**** FONTE ****

Resumo: Este artigo busca definir o alcance da expressão “competência específica”, empregada em alguns diplomas legais, tendo em vista a dificuldade por parte dos operadores de direito saber se se trata de competência passível de delegação ou não.
1. Introdução
Tendo em vista a dificuldade de interpretar as expressões adotadas nos diplomas legais e outros atos normativos, apresenta-se o presente artigo que estuda, de modo breve e sucinto, acerca da abrangência do termo “competência específica”. Partiu-se de uma fonte: as expressões contempladas na Constituição Federal para se elucidar a possível interpretação para tal locução. Considera-se o tema relevante, visto que a exegese pode desaguar na viabilidade de delegação ou não.
2. Desenvolvimento
A competência é elemento que não se presume: sua fonte é a lei (esta, em sentido lato). Ao administrador somente é dado fazer o que a lei autoriza e determina. Em não existindo definição da competência, aplica-se o art. 17 da Lei nº 9.784/1999, o qual dispõe que o processo se iniciará pela autoridade de menor grau hierárquico.
A competência tem as seguintes características:
a) a irrenunciabilidade: o interesse público é indisponível;
b) o exercício obrigatório: se a norma imputou ao agente determinada ação, a inércia representará uma inevitável responsabilização;
c) intransferibilidade: não obstante a possibilidade de delegação, esta via é excepcional;
d) imodificabilidade: a competência é estabelecida por lei e somente por esta operam-se as eventuais alterações. A simples vontade do agente inviabiliza a modificação da competência;
e) imprescritibilidade: o não uso não extingue a competência.
Sem embargo de tais características, existem formas de transferência de parcelas de atribuições conferidas a um determinado agente. É o caso da delegação e da avocação. Na primeira hipótese, a autoridade transfere a outrem uma determinada competência para exercer certos encargos originariamente conferidos ao delegante. Na segunda, um superior hierárquico chama para si parcela de atribuições de um subordinado. As duas formas são, como já dito, execpcionais, ou seja, somente se dão por motivos relevantes e devidamente justificados.

****

EXERCÍCIO ESCRITO 1:
Transcreva literalmente o trecho do artigo sobre competência específica que começa em "A competência tem" e termina em "extingue a competência.".

**** REGISTROS DE DADOS ****

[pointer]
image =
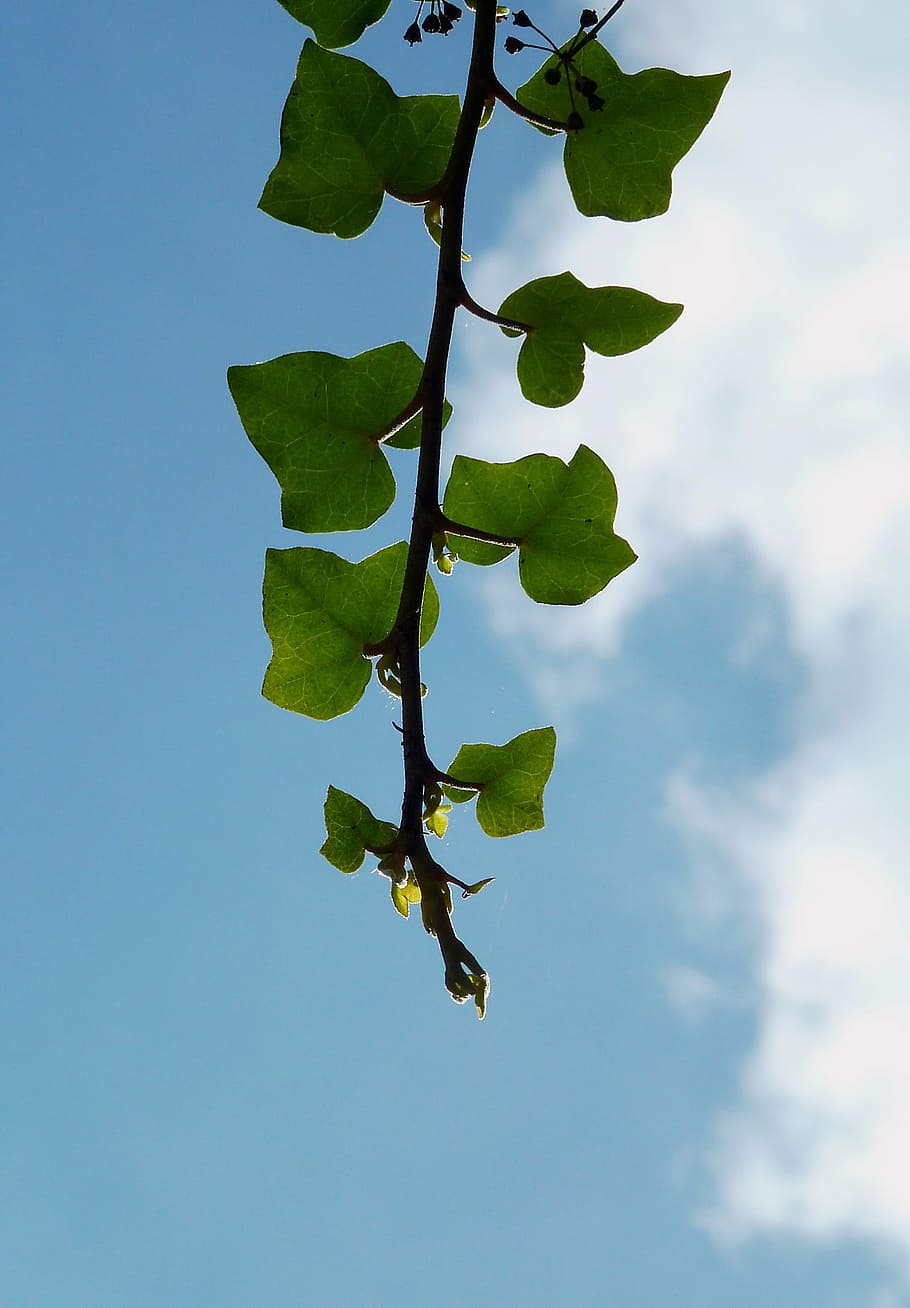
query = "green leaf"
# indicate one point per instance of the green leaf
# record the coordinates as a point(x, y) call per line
point(560, 514)
point(320, 611)
point(347, 139)
point(317, 420)
point(513, 778)
point(565, 315)
point(352, 831)
point(404, 895)
point(620, 162)
point(477, 887)
point(336, 22)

****

EXERCÍCIO ESCRITO 2:
Nos registros, troque "green leaf" por "yellow leaf" e reproduza todas as linhas sem nenhuma outra alteração, deixando as imagens de fora da resposta.

SOLUÇÃO 1:
A competência tem as seguintes características:
a) a irrenunciabilidade: o interesse público é indisponível;
b) o exercício obrigatório: se a norma imputou ao agente determinada ação, a inércia representará uma inevitável responsabilização;
c) intransferibilidade: não obstante a possibilidade de delegação, esta via é excepcional;
d) imodificabilidade: a competência é estabelecida por lei e somente por esta operam-se as eventuais alterações. A simples vontade do agente inviabiliza a modificação da competência;
e) imprescritibilidade: o não uso não extingue a competência.

SOLUÇÃO 2:
[pointer]
image =
query = "yellow leaf"
# indicate one point per instance of the yellow leaf
# record the coordinates as a point(x, y) call per line
point(560, 514)
point(320, 611)
point(347, 139)
point(317, 420)
point(513, 778)
point(565, 315)
point(352, 831)
point(404, 895)
point(620, 162)
point(477, 887)
point(336, 22)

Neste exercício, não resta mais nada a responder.